■ Exercise brief ■
Give back, word for word, the entries from the very start through the line containing "M 513 193 L", that line included. Leave the pictures out.

[Begin Information shown]

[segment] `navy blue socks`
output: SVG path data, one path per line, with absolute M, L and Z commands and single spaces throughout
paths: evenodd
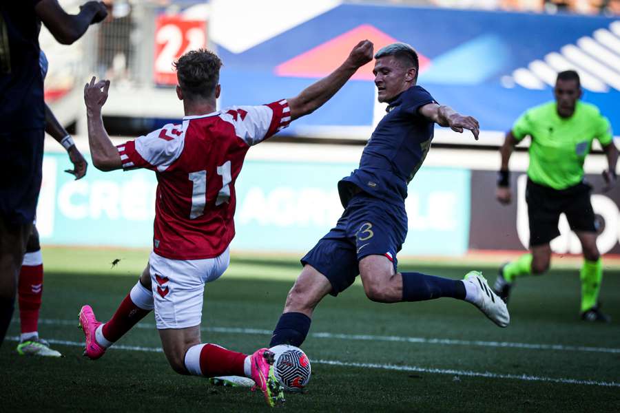
M 402 301 L 424 301 L 442 297 L 465 299 L 465 285 L 459 279 L 402 273 Z
M 291 344 L 296 347 L 301 346 L 308 330 L 310 330 L 310 318 L 301 313 L 285 313 L 280 317 L 280 320 L 271 336 L 269 347 L 278 344 Z

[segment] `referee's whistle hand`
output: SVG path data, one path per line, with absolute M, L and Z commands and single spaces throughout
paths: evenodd
M 513 193 L 508 187 L 497 187 L 495 189 L 495 198 L 502 205 L 509 205 L 513 198 Z

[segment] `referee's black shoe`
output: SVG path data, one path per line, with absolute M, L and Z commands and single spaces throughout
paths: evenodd
M 584 321 L 591 323 L 601 322 L 609 323 L 611 321 L 611 317 L 606 314 L 601 313 L 601 303 L 599 303 L 590 310 L 584 311 L 581 313 L 581 319 Z
M 513 283 L 508 282 L 504 277 L 504 268 L 508 265 L 508 262 L 499 267 L 497 272 L 497 278 L 495 279 L 495 284 L 493 284 L 493 293 L 504 300 L 504 302 L 508 304 L 508 299 L 510 296 L 510 288 L 513 288 Z

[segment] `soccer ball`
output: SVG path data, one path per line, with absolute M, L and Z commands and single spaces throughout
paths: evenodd
M 287 392 L 300 392 L 310 381 L 310 360 L 294 346 L 280 344 L 269 349 L 275 354 L 273 372 Z

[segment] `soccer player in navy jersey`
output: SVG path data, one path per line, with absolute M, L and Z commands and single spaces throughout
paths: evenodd
M 57 0 L 0 1 L 0 345 L 13 314 L 19 268 L 41 182 L 45 127 L 39 32 L 71 44 L 107 16 L 88 1 L 77 14 Z
M 260 348 L 248 355 L 202 343 L 205 284 L 229 262 L 235 235 L 235 182 L 250 147 L 329 100 L 372 60 L 373 44 L 360 42 L 338 69 L 298 96 L 260 106 L 216 110 L 222 62 L 207 50 L 189 52 L 176 63 L 176 92 L 185 116 L 115 147 L 101 120 L 110 81 L 93 78 L 84 88 L 92 163 L 103 171 L 145 168 L 157 176 L 153 251 L 149 264 L 112 318 L 99 321 L 90 306 L 80 311 L 84 354 L 100 358 L 105 349 L 152 310 L 164 354 L 174 371 L 206 377 L 246 376 L 267 403 L 282 399 L 273 374 L 274 354 Z
M 48 73 L 48 59 L 41 51 L 39 59 L 41 77 Z M 63 145 L 73 164 L 73 169 L 66 169 L 76 180 L 86 175 L 88 164 L 73 142 L 69 133 L 63 127 L 50 107 L 45 104 L 45 131 Z M 62 354 L 50 348 L 47 341 L 39 337 L 39 313 L 41 309 L 43 290 L 43 262 L 39 242 L 39 231 L 36 222 L 26 243 L 25 254 L 19 272 L 17 285 L 17 300 L 19 303 L 19 324 L 21 335 L 17 345 L 17 354 L 27 356 L 60 357 Z
M 337 295 L 359 274 L 371 300 L 417 301 L 449 297 L 468 301 L 500 327 L 510 317 L 477 271 L 464 280 L 399 273 L 396 254 L 407 232 L 404 199 L 431 148 L 435 123 L 477 139 L 478 122 L 439 105 L 416 85 L 418 59 L 404 43 L 375 55 L 375 84 L 380 102 L 389 104 L 362 154 L 360 167 L 338 182 L 344 212 L 336 226 L 301 260 L 304 266 L 289 293 L 270 347 L 299 346 L 310 328 L 314 308 L 327 294 Z

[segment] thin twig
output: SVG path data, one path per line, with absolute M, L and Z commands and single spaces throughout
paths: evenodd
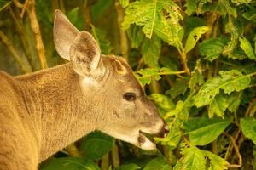
M 34 71 L 35 70 L 35 65 L 33 65 L 32 62 L 32 56 L 31 54 L 31 51 L 29 50 L 29 43 L 28 43 L 28 39 L 27 36 L 26 35 L 26 29 L 24 29 L 24 26 L 21 24 L 21 21 L 16 18 L 15 14 L 14 14 L 14 11 L 12 10 L 11 8 L 9 8 L 11 19 L 13 20 L 15 26 L 15 30 L 17 33 L 19 34 L 19 38 L 20 39 L 21 44 L 23 46 L 23 49 L 26 53 L 26 56 L 27 59 L 28 63 L 30 64 L 30 66 L 32 69 Z
M 227 133 L 224 133 L 224 135 L 226 135 L 227 137 L 229 137 L 231 140 L 231 143 L 233 144 L 233 147 L 235 149 L 236 151 L 236 155 L 238 157 L 238 164 L 229 164 L 228 167 L 241 167 L 242 166 L 242 157 L 239 152 L 239 147 L 236 143 L 236 140 L 234 139 L 233 136 L 228 134 Z
M 12 0 L 12 3 L 17 7 L 18 8 L 22 8 L 23 4 L 19 2 L 19 0 Z
M 81 157 L 82 154 L 78 150 L 74 144 L 69 144 L 65 148 L 65 150 L 69 154 L 69 156 L 73 157 Z
M 21 13 L 20 13 L 20 17 L 21 19 L 23 18 L 24 13 L 25 13 L 25 11 L 26 10 L 26 8 L 27 8 L 27 5 L 28 5 L 28 2 L 29 2 L 29 0 L 26 0 L 25 3 L 24 3 L 24 5 L 23 5 Z
M 40 60 L 41 68 L 46 69 L 48 66 L 47 66 L 47 62 L 44 55 L 44 46 L 43 43 L 41 32 L 39 29 L 39 24 L 36 14 L 35 3 L 36 3 L 35 0 L 29 0 L 28 8 L 26 11 L 28 13 L 28 17 L 30 19 L 30 26 L 35 36 L 36 43 L 37 43 L 36 47 Z
M 124 20 L 124 10 L 119 3 L 119 0 L 115 0 L 115 8 L 118 14 L 118 25 L 120 37 L 120 48 L 122 56 L 128 61 L 128 39 L 125 31 L 122 29 L 122 22 Z
M 26 65 L 26 63 L 25 63 L 23 60 L 19 56 L 11 41 L 1 31 L 0 31 L 0 39 L 2 39 L 3 42 L 6 45 L 9 51 L 12 54 L 14 59 L 17 61 L 21 70 L 26 73 L 31 72 L 32 71 L 31 67 L 28 65 Z

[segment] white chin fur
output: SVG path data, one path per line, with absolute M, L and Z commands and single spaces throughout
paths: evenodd
M 153 142 L 151 142 L 148 139 L 147 139 L 145 137 L 145 142 L 143 142 L 141 145 L 139 145 L 138 147 L 140 147 L 143 150 L 155 150 L 156 146 L 155 144 L 154 144 Z

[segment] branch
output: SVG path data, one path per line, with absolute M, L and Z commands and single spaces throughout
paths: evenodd
M 20 20 L 16 18 L 12 8 L 9 8 L 9 14 L 10 14 L 11 19 L 13 20 L 13 21 L 15 23 L 15 30 L 16 30 L 17 33 L 19 34 L 19 38 L 20 39 L 24 51 L 26 53 L 27 61 L 30 64 L 30 66 L 32 67 L 32 69 L 34 71 L 35 65 L 33 65 L 33 62 L 32 62 L 32 55 L 31 54 L 31 51 L 28 48 L 29 43 L 28 43 L 27 37 L 25 34 L 26 30 L 24 29 Z
M 224 133 L 224 134 L 226 135 L 227 137 L 229 137 L 230 139 L 231 143 L 232 143 L 233 147 L 234 147 L 235 151 L 236 151 L 236 155 L 238 157 L 238 164 L 230 164 L 228 167 L 241 167 L 242 166 L 242 158 L 241 158 L 241 154 L 239 152 L 239 147 L 236 144 L 234 137 L 231 136 L 231 135 L 230 135 L 230 134 L 228 134 L 227 133 Z
M 40 60 L 41 68 L 46 69 L 47 62 L 44 55 L 44 46 L 43 43 L 41 32 L 39 29 L 39 24 L 37 18 L 36 8 L 35 8 L 35 0 L 29 0 L 28 8 L 27 8 L 28 17 L 30 19 L 30 26 L 33 31 L 36 39 L 37 50 L 38 53 L 38 57 Z
M 21 70 L 25 73 L 32 72 L 31 67 L 29 65 L 27 65 L 26 63 L 25 63 L 23 61 L 23 60 L 19 56 L 19 54 L 18 54 L 16 49 L 15 48 L 13 43 L 11 42 L 11 41 L 1 31 L 0 31 L 0 39 L 2 39 L 3 42 L 6 45 L 7 48 L 9 50 L 11 54 L 14 56 L 14 59 L 19 64 Z
M 124 20 L 124 10 L 119 3 L 119 0 L 115 0 L 114 5 L 118 14 L 118 25 L 119 29 L 121 54 L 122 56 L 128 61 L 128 39 L 125 31 L 122 29 L 122 22 Z
M 69 154 L 69 156 L 73 157 L 81 157 L 82 154 L 78 150 L 74 144 L 71 144 L 65 148 L 65 150 Z

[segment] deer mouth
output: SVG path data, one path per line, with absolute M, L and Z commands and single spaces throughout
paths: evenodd
M 137 137 L 137 145 L 139 148 L 143 150 L 154 150 L 156 148 L 155 144 L 154 144 L 151 140 L 149 140 L 146 135 L 148 133 L 139 131 L 139 134 Z

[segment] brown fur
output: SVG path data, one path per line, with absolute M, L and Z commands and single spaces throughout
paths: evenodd
M 71 60 L 20 76 L 0 72 L 0 170 L 36 170 L 38 163 L 94 130 L 154 149 L 140 132 L 157 133 L 164 121 L 131 68 L 120 58 L 100 55 L 89 33 L 78 33 L 60 11 L 55 15 L 55 43 L 61 56 L 69 60 L 67 49 L 82 46 L 79 55 L 71 57 L 84 54 L 91 60 Z M 73 46 L 70 40 L 85 35 L 88 44 Z M 125 93 L 135 94 L 136 99 L 124 99 Z

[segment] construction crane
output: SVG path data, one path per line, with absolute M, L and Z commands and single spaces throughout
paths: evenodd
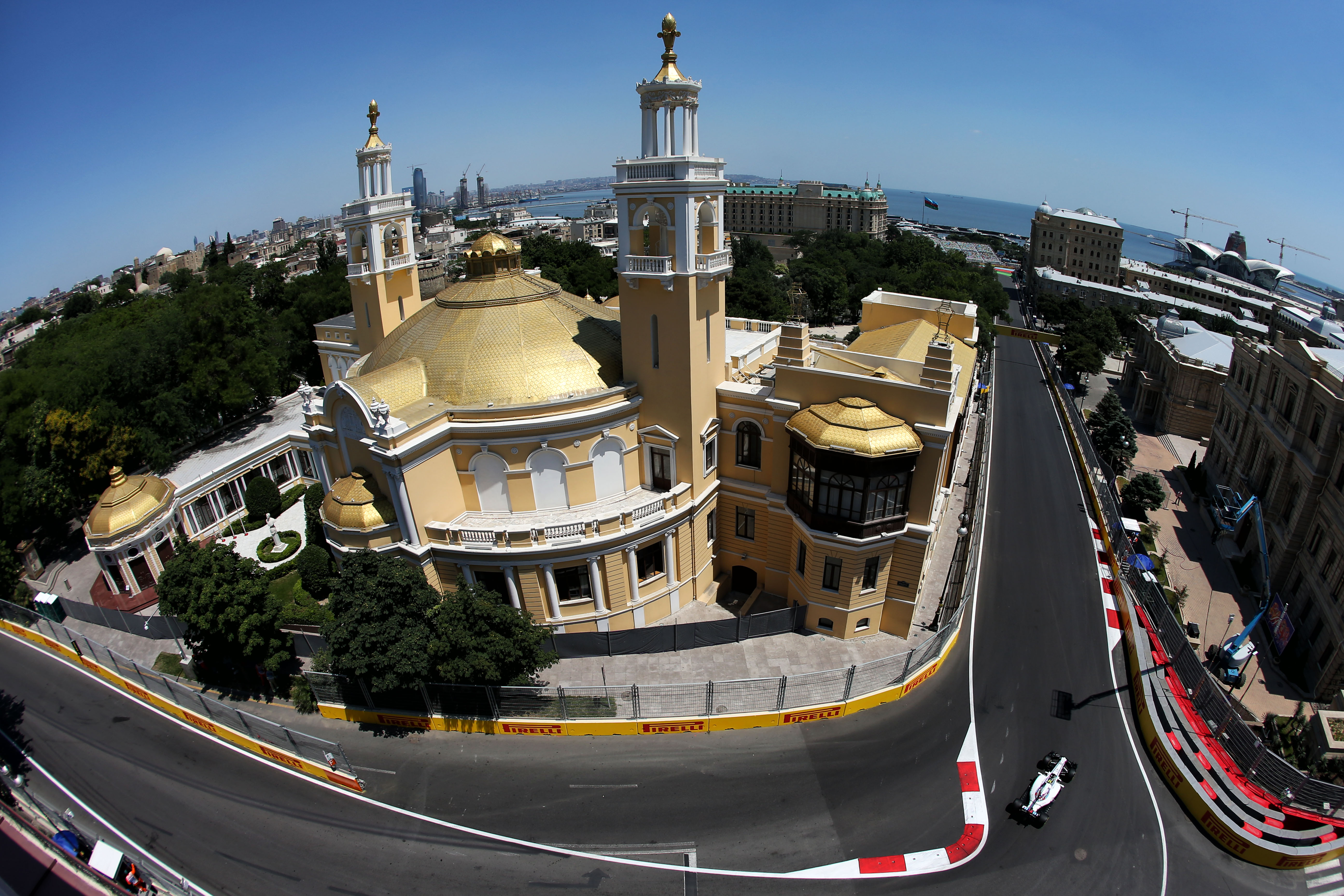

[End Information shown]

■ Solution for this task ■
[segment] `navy blue socks`
output: SVG path data, one path per line, with absolute M, L and Z commands and single spaces throughout
paths: evenodd
M 402 301 L 424 301 L 442 297 L 465 299 L 465 285 L 459 279 L 402 273 Z
M 291 344 L 296 347 L 301 346 L 308 330 L 310 330 L 310 318 L 301 313 L 285 313 L 280 317 L 280 320 L 271 336 L 269 347 L 278 344 Z

[segment] `referee's whistle hand`
output: SVG path data, one path per line, with absolute M, L and Z commands and single spaces throughout
paths: evenodd
M 513 193 L 508 187 L 497 187 L 495 189 L 495 198 L 502 205 L 509 205 L 513 198 Z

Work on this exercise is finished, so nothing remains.